I don’t care how hard so many San Franciscans try to forget that basic fact, they’re still people.

The main newspaper in town, it loves to celebrate the occasional entrepreneur who raises himself up, out of the ashes of these streets, makes a success of himself and though these people should be celebrated, they shouldn’t be held up as a beacon to judge those not yet in the light. What about the guy who cries as you walk him into his first hotel room, the first place he’s been able to call his own in ten years. I’ve seen it…let’s celebrate that guy’s success too and let’s celebrate the people who made it through their haze, the needle or the pipe to get to another day, and another opportunity to do better, to be better. Yeah, celebrate them and don’t use the guy who made it shining shoes as an excuse to condemn those who pissed on yours. Rags to riches make a nice narrative, but they are the rare reality and surely not the benchmark with which to judge the rest of the Tenderloin, the rest of this amazing, colorful neighborhood.

-=-=-=-=-

→ **Challenges**
1. Condense the paragraph of the Tenderloin text that begins "The main newspaper in town" into a short bulleted list that keeps its main points.
2. List every person or group the Tenderloin text says should be celebrated.
3. According to the Tenderloin text, how long had the man entering his first hotel room gone without a place he could call his own?

-=-=-=-=-

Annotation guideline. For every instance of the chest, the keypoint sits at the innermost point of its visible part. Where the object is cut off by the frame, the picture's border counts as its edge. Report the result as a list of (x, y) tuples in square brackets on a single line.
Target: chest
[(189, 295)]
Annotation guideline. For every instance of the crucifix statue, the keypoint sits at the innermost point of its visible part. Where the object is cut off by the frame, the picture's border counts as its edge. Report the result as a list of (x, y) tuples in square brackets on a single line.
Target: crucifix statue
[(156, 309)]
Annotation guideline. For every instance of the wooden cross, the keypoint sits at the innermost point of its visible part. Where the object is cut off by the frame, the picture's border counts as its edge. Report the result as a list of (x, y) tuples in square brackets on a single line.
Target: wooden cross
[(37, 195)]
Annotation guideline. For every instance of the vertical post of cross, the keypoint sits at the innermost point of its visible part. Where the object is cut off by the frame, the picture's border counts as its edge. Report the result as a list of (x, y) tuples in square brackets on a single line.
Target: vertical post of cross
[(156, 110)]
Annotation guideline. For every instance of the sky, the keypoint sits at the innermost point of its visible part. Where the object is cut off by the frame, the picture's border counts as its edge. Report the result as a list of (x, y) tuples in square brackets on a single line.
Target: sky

-=-=-=-=-

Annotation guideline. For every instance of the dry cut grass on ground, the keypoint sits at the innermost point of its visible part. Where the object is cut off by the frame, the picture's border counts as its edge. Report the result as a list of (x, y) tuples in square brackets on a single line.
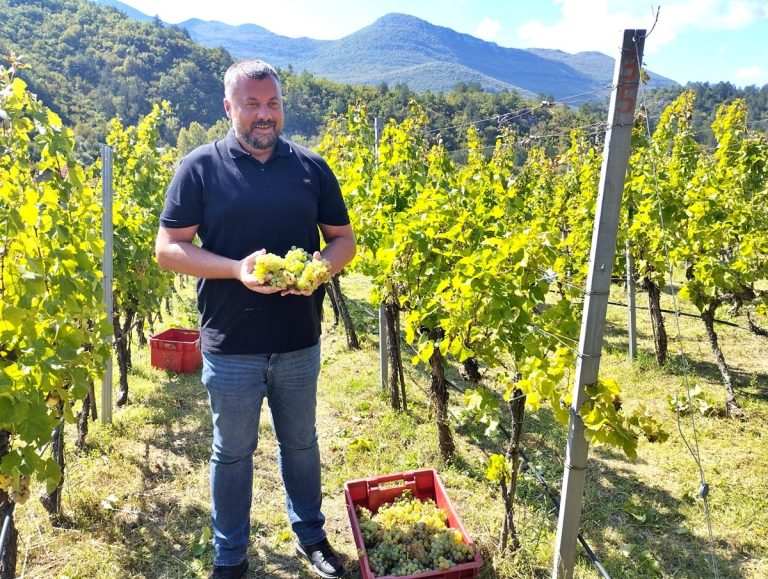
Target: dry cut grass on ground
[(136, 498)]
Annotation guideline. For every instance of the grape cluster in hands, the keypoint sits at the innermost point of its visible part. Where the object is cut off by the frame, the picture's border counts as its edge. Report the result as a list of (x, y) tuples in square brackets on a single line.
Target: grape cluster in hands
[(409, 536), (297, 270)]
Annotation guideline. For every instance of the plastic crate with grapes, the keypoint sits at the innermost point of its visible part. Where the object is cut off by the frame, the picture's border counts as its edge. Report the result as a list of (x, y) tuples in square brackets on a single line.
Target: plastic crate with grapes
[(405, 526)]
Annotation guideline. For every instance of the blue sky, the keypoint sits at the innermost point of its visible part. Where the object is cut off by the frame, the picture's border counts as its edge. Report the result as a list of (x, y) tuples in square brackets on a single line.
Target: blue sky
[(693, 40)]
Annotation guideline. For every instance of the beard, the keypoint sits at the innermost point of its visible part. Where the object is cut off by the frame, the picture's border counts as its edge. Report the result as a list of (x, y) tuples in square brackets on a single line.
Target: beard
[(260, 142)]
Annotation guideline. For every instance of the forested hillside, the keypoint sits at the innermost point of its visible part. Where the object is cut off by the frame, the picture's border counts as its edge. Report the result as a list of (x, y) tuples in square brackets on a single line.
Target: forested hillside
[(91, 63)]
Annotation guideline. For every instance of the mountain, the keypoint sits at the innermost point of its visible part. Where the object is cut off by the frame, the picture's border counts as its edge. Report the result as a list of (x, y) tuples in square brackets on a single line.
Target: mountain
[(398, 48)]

-=-=-=-=-

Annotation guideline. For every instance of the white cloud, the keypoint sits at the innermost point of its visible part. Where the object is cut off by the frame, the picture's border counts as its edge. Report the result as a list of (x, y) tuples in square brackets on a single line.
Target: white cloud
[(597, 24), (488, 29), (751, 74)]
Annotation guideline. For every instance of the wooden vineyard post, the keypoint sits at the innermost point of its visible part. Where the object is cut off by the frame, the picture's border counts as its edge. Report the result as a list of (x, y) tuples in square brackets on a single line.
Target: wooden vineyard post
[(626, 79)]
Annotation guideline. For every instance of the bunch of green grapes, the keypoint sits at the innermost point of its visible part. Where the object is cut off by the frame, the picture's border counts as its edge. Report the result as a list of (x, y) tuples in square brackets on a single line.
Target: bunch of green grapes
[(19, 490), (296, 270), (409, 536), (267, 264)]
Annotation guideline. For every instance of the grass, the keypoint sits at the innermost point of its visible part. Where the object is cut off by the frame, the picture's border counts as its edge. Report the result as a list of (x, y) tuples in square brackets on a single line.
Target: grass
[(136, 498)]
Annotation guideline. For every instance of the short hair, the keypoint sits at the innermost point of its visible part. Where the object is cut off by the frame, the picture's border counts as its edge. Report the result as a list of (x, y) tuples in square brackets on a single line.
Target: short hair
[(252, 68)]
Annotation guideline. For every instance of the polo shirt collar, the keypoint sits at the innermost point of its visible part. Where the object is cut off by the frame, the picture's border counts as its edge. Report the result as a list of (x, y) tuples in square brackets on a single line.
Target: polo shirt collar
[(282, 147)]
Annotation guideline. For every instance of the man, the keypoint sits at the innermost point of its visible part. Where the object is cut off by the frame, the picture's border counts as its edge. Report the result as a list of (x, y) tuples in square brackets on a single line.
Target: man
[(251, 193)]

-=-=-=-=-

→ **Results of the tasks**
1.
- The town's main newspaper likes to celebrate the occasional entrepreneur who rises out of the streets and succeeds.
- Such people deserve celebration but shouldn't be used as a standard for judging those who haven't gotten there yet.
- Smaller successes deserve celebration too: a man crying as he enters his first hotel room, his first place of his own in ten years, and people who got through their haze, the needle or the pipe to reach another day and another chance to do better.
- Rags-to-riches stories are a rare reality, not the benchmark for judging the rest of the Tenderloin.

2.
- The occasional entrepreneur who raises himself up out of the streets and makes a success of himself
- The guy who cries as you walk him into his first hotel room
- The people who made it through their haze, the needle or the pipe to get to another day

3. Ten years.